Collection entries:

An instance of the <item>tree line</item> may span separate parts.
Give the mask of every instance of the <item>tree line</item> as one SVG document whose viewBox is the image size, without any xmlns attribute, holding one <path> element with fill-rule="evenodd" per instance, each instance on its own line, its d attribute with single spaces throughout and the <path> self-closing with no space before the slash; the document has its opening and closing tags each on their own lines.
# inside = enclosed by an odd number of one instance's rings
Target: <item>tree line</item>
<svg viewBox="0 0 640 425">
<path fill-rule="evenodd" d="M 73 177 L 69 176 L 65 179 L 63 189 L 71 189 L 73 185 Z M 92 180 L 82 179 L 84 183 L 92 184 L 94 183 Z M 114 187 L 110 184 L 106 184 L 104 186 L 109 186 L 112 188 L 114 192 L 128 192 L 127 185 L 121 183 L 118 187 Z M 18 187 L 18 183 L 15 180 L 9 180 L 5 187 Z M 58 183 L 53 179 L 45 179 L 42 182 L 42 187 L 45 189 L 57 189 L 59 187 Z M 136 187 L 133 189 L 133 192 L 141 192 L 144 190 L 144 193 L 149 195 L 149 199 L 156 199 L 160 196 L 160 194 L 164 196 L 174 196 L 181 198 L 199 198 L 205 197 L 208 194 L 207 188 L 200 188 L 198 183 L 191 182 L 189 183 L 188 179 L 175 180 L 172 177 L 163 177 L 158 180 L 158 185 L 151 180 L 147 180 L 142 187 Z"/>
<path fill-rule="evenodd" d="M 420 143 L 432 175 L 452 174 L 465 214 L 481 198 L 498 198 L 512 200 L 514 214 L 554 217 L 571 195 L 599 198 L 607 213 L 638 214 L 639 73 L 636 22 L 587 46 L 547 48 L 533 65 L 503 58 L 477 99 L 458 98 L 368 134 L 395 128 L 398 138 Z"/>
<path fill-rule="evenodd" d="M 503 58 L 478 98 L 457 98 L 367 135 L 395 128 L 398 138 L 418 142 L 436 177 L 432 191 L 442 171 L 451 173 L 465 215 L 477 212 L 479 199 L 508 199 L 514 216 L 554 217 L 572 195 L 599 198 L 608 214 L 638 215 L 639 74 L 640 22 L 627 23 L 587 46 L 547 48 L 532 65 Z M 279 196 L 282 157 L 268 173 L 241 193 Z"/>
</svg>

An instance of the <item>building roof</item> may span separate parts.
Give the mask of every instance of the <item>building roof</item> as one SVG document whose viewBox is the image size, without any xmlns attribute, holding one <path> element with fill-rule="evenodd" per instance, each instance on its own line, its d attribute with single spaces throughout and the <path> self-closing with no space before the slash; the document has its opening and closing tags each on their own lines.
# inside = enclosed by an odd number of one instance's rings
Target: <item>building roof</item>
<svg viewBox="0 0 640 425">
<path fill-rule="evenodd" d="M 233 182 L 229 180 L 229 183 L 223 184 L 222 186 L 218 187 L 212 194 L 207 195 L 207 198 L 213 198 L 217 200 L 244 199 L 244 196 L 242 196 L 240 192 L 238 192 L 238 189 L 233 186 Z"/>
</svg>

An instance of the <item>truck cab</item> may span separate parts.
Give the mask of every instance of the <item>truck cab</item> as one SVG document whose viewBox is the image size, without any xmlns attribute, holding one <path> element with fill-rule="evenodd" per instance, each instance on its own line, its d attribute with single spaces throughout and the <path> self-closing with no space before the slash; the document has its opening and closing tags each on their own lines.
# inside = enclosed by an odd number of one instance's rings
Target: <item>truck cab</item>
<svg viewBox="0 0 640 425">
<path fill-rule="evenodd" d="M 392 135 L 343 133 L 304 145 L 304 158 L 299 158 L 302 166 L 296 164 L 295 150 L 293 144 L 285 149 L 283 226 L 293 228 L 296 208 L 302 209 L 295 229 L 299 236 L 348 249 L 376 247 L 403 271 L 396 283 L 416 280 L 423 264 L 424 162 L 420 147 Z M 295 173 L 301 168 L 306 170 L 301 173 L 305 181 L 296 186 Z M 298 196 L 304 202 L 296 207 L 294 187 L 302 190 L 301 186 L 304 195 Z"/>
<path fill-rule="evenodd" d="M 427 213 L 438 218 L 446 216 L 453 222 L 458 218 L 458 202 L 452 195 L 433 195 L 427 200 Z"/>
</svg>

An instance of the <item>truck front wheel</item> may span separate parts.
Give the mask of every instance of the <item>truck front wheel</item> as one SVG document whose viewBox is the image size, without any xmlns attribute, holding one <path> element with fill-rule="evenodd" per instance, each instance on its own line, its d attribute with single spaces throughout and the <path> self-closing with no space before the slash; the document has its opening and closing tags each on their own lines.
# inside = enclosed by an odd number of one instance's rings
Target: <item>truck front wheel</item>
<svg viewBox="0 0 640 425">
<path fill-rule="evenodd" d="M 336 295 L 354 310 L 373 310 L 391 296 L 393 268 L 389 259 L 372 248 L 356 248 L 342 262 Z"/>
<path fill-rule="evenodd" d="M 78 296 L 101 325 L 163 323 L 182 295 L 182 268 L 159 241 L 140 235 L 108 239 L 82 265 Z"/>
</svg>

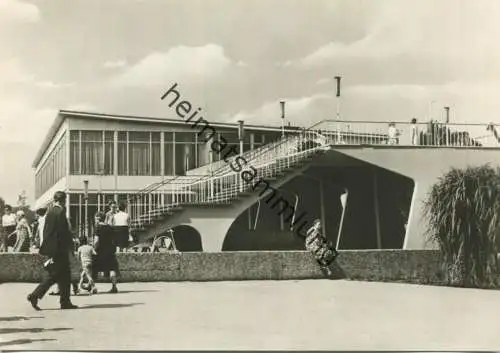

Your instructions → The copy must match each record exactly, apart from the images, which stay out.

Expected answer →
An instance of the <item>tree line</item> may span separate parts.
Give the mask of every instance of the <item>tree line</item> as one SVG document whose viewBox is the image size, without any xmlns attribute, holding one <path> element with fill-rule="evenodd" per instance, each instance on its own line, its d attribute with single spaces throughout and the <path> self-closing with no space before the slash; the document has its opening and closing tags each on their own lines.
# inside = enclosed by an odd number of one instance's rings
Target: <item>tree line</item>
<svg viewBox="0 0 640 425">
<path fill-rule="evenodd" d="M 73 177 L 69 176 L 65 179 L 63 189 L 71 189 L 73 185 Z M 92 180 L 82 179 L 84 183 L 92 184 L 94 183 Z M 114 187 L 110 184 L 106 184 L 104 186 L 109 186 L 112 188 L 114 192 L 128 192 L 127 185 L 121 183 L 118 187 Z M 18 187 L 18 183 L 15 180 L 9 180 L 5 187 Z M 58 183 L 53 179 L 45 179 L 42 182 L 42 187 L 45 189 L 57 189 L 59 187 Z M 136 187 L 133 189 L 133 192 L 141 192 L 144 190 L 144 193 L 149 195 L 149 199 L 156 199 L 160 196 L 160 194 L 164 196 L 174 196 L 181 198 L 199 198 L 205 197 L 208 194 L 207 188 L 200 188 L 198 183 L 191 182 L 189 183 L 188 179 L 175 180 L 172 177 L 163 177 L 158 180 L 158 185 L 151 180 L 147 180 L 142 187 Z"/>
<path fill-rule="evenodd" d="M 420 143 L 432 175 L 452 174 L 465 214 L 481 198 L 498 198 L 512 200 L 514 214 L 554 217 L 571 195 L 599 198 L 607 213 L 638 214 L 639 73 L 636 22 L 587 46 L 547 48 L 533 65 L 503 58 L 477 99 L 458 98 L 368 134 L 395 128 L 398 138 Z"/>
<path fill-rule="evenodd" d="M 503 58 L 478 98 L 457 98 L 367 135 L 395 128 L 398 138 L 418 142 L 436 177 L 432 191 L 442 171 L 451 173 L 465 215 L 477 212 L 479 199 L 508 199 L 514 216 L 554 217 L 572 195 L 599 198 L 608 214 L 638 215 L 639 74 L 640 22 L 627 23 L 587 46 L 547 48 L 532 65 Z M 279 196 L 282 157 L 268 173 L 241 193 Z"/>
</svg>

An instance of the <item>building roof</item> may span separate parts.
Give the mask of every instance of the <item>building roof</item> as one SVG document whose viewBox is the image size, without any xmlns attribute, holding one <path> element with fill-rule="evenodd" per instance, each instance on its own line, its d attribute with single spaces throughout and the <path> self-closing with no space before the slash; the document has its opening and closing tags each on their own lines.
# inside = enclosed by an odd number of one instance's rings
Target: <item>building roof</item>
<svg viewBox="0 0 640 425">
<path fill-rule="evenodd" d="M 233 182 L 229 180 L 229 183 L 223 184 L 222 186 L 218 187 L 212 194 L 207 195 L 207 198 L 213 198 L 217 200 L 244 199 L 244 196 L 242 196 L 240 192 L 238 192 L 238 189 L 233 186 Z"/>
</svg>

An instance of the <item>truck cab</item> may span separate parts.
Give the mask of every instance of the <item>truck cab</item> as one SVG document whose viewBox is the image size, without any xmlns attribute, holding one <path> element with fill-rule="evenodd" per instance, each instance on its own line, its d attribute with single spaces throughout and the <path> self-closing with no space before the slash; the document has its opening and closing tags each on their own lines.
# inside = enclosed by an odd number of one instance's rings
Target: <item>truck cab</item>
<svg viewBox="0 0 640 425">
<path fill-rule="evenodd" d="M 392 135 L 343 133 L 304 145 L 304 158 L 299 158 L 302 166 L 296 164 L 295 150 L 293 144 L 285 149 L 283 226 L 293 228 L 296 208 L 302 209 L 295 229 L 299 236 L 348 249 L 376 247 L 403 271 L 396 283 L 416 280 L 423 264 L 424 162 L 420 147 Z M 295 173 L 301 168 L 306 170 L 301 173 L 305 181 L 296 186 Z M 298 196 L 304 202 L 296 207 L 294 187 L 302 190 L 301 186 L 304 195 Z"/>
<path fill-rule="evenodd" d="M 427 213 L 438 218 L 446 216 L 453 222 L 458 218 L 458 202 L 452 195 L 433 195 L 427 200 Z"/>
</svg>

An instance of the <item>truck front wheel</item> may span separate parts.
Give the mask of every instance of the <item>truck front wheel</item> as one SVG document whose viewBox is the image size, without any xmlns attribute, holding one <path> element with fill-rule="evenodd" per instance, each instance on its own line, its d attribute with single spaces throughout and the <path> self-closing with no space before the slash; the document has its opening and closing tags each on their own lines.
# inside = enclosed by an odd number of one instance's rings
Target: <item>truck front wheel</item>
<svg viewBox="0 0 640 425">
<path fill-rule="evenodd" d="M 336 295 L 354 310 L 373 310 L 391 296 L 393 268 L 389 259 L 372 248 L 356 248 L 342 262 Z"/>
<path fill-rule="evenodd" d="M 78 296 L 101 325 L 163 323 L 182 295 L 182 268 L 159 241 L 140 235 L 108 239 L 82 265 Z"/>
</svg>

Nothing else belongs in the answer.